### DATA FOR THIS EXERCISE ###

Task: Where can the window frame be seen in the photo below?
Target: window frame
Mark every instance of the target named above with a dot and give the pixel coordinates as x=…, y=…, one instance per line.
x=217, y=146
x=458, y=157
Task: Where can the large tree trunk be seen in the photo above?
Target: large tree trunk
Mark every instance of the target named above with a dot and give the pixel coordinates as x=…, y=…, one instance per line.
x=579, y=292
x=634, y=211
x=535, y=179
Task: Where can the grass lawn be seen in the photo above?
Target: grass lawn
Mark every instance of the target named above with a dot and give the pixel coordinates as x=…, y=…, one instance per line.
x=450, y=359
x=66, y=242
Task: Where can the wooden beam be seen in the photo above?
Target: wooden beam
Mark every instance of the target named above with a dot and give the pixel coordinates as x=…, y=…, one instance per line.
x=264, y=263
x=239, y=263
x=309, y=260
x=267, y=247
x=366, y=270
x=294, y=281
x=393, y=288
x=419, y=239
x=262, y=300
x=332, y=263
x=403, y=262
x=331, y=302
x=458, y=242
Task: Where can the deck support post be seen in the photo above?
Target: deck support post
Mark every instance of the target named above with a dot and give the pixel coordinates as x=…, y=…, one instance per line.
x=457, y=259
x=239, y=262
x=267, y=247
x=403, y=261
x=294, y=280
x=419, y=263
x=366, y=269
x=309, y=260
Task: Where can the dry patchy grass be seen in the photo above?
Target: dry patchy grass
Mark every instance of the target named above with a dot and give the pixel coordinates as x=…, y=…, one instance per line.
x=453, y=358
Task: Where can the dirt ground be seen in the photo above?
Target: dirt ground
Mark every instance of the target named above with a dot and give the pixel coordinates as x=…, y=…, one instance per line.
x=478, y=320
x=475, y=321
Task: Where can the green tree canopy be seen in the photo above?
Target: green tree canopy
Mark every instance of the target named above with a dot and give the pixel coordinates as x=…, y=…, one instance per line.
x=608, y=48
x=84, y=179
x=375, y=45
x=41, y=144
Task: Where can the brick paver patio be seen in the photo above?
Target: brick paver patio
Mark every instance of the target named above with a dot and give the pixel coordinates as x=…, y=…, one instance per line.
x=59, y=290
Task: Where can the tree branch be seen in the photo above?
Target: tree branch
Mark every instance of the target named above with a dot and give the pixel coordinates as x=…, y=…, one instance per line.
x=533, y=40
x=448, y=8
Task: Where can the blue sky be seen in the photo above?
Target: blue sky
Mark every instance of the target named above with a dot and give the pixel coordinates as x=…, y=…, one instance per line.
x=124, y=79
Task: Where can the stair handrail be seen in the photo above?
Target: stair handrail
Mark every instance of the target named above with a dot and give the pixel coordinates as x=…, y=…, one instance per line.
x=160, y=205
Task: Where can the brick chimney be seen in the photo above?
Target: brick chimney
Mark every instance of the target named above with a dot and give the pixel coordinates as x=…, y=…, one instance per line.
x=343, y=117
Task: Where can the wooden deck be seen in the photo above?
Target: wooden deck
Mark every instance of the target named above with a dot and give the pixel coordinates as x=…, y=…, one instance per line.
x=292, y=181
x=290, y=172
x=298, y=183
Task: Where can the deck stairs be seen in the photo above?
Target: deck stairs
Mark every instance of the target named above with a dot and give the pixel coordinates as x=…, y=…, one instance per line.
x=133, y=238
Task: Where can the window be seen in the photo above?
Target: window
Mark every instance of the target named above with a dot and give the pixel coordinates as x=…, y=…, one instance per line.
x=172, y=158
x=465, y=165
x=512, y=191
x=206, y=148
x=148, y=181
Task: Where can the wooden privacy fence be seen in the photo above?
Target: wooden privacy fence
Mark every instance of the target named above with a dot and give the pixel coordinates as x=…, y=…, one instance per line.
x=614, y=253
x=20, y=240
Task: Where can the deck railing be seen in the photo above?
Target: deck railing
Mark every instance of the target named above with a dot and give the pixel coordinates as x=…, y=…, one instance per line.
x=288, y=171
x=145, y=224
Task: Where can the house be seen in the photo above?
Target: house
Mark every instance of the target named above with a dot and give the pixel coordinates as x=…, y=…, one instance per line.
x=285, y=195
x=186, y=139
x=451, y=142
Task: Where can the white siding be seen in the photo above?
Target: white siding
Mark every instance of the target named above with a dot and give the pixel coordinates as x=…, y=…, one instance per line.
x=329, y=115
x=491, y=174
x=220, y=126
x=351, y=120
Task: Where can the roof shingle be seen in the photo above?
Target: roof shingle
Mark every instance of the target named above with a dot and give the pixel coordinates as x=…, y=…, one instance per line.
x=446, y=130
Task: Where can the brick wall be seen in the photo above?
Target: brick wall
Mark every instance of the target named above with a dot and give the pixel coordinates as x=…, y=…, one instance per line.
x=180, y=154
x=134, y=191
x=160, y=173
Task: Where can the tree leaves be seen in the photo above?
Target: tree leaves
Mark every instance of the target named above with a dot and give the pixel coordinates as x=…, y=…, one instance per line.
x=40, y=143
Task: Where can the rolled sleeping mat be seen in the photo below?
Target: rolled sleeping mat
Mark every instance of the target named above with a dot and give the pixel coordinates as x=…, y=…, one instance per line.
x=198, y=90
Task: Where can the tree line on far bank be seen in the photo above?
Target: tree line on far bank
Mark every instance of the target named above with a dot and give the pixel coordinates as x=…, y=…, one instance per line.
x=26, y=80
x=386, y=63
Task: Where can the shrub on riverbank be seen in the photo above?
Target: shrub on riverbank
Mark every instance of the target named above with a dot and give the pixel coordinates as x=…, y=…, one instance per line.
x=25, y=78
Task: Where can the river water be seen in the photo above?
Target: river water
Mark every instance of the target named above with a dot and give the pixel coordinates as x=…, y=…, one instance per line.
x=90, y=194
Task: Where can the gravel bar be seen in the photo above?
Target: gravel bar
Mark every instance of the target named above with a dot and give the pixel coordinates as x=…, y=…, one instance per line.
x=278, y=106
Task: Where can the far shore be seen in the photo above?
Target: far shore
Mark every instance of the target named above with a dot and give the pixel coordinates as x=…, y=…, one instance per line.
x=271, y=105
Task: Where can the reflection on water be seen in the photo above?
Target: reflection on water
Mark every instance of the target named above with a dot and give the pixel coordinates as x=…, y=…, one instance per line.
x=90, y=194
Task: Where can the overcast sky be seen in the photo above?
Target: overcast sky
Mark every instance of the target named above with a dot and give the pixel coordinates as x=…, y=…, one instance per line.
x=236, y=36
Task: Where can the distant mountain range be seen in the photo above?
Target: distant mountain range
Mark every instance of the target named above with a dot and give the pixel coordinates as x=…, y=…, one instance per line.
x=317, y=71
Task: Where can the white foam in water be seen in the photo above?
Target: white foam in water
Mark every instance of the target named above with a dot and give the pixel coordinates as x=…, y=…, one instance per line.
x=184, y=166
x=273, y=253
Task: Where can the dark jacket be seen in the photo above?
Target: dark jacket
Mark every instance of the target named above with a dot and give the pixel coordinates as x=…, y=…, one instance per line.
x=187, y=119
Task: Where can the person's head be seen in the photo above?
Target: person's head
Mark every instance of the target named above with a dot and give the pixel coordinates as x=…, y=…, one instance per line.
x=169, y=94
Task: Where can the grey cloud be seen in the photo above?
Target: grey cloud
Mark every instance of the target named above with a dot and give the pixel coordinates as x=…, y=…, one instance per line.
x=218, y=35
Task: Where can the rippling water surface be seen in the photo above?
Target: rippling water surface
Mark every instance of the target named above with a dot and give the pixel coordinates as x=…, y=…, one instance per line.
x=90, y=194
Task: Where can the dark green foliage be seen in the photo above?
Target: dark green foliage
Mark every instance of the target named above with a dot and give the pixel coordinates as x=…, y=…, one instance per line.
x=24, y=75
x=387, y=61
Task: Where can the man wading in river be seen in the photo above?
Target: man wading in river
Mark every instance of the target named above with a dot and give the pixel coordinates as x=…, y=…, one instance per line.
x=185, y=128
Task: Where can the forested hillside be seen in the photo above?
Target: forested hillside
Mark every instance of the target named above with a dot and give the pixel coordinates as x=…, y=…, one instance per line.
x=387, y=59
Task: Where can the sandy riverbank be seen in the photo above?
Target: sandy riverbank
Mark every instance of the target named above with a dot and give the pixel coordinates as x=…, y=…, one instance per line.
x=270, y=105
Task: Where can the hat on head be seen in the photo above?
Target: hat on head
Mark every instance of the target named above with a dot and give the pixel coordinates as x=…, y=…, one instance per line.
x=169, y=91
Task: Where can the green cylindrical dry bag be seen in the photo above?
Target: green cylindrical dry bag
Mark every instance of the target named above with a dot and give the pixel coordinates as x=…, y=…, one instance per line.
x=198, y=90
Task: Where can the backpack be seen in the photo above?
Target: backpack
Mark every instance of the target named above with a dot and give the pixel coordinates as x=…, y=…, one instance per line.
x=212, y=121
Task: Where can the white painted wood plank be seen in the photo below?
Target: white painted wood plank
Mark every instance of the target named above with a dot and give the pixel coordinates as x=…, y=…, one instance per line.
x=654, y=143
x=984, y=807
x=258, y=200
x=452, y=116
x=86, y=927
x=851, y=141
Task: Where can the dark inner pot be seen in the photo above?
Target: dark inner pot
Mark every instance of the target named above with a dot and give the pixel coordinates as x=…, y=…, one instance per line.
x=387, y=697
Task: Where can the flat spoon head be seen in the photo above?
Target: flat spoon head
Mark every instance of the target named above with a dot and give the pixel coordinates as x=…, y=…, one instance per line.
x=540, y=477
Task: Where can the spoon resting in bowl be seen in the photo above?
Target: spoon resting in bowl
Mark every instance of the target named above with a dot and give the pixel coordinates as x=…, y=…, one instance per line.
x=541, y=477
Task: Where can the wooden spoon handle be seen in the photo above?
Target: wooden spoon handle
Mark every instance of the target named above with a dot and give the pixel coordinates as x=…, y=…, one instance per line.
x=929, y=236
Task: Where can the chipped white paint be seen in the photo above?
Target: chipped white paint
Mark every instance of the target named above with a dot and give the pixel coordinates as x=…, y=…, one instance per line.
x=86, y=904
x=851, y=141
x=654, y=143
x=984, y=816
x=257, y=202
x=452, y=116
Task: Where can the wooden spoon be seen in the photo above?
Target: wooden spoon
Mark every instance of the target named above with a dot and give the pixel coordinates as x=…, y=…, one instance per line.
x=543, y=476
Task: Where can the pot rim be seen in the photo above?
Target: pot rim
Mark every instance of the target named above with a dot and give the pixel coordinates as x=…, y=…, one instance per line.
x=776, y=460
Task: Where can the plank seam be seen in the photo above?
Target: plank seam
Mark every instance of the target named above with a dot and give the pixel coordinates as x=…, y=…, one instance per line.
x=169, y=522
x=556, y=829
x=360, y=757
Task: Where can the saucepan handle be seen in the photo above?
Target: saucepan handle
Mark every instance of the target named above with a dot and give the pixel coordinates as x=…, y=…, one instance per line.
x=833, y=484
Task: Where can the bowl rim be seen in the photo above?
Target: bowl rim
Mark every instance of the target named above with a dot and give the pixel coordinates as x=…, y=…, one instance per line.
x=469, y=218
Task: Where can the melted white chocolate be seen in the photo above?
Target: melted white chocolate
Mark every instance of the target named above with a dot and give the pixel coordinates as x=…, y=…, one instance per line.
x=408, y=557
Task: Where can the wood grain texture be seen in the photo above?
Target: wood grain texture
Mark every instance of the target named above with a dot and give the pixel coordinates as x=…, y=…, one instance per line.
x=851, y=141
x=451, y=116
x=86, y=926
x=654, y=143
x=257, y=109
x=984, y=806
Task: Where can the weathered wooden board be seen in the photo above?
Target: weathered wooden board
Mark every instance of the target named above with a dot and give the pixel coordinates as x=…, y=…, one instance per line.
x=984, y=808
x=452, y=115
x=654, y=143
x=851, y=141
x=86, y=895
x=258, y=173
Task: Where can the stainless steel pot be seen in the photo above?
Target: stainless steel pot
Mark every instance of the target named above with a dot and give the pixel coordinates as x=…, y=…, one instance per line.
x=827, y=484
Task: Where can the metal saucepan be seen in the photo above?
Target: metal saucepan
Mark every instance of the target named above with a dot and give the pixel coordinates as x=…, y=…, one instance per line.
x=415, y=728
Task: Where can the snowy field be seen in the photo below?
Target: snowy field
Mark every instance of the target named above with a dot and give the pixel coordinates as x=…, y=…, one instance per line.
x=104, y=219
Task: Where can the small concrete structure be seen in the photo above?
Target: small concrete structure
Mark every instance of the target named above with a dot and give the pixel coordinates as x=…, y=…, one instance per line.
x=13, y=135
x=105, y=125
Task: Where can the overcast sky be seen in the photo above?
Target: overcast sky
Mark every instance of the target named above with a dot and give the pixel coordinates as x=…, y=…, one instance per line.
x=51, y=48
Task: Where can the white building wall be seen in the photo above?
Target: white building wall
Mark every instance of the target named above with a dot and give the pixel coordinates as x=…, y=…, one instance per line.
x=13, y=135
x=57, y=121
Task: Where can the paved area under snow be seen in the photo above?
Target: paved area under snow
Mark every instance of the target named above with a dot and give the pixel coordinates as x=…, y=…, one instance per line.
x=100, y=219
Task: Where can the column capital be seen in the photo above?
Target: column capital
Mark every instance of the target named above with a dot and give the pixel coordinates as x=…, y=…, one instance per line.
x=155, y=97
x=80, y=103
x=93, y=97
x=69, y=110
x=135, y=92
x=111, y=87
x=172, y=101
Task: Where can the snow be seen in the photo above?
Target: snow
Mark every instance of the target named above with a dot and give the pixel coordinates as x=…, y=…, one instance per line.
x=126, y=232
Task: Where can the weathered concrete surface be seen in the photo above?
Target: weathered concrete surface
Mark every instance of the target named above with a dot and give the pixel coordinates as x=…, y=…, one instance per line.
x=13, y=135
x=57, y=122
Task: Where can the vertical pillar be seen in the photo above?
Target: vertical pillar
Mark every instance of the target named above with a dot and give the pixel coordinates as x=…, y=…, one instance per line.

###

> **TASK TO COMPLETE**
Write out, exactly as they appear above, the lines between the one holding "Task: Where can the distant" and the one holding "x=317, y=71", inclusive.

> **ANSWER TO THIS EXERCISE**
Task: Where can the distant mountain range be seen in the photo above?
Target: distant mountain range
Mark every instance of the target named above with a dot and give the pixel coordinates as x=…, y=…, one instance per line.
x=317, y=71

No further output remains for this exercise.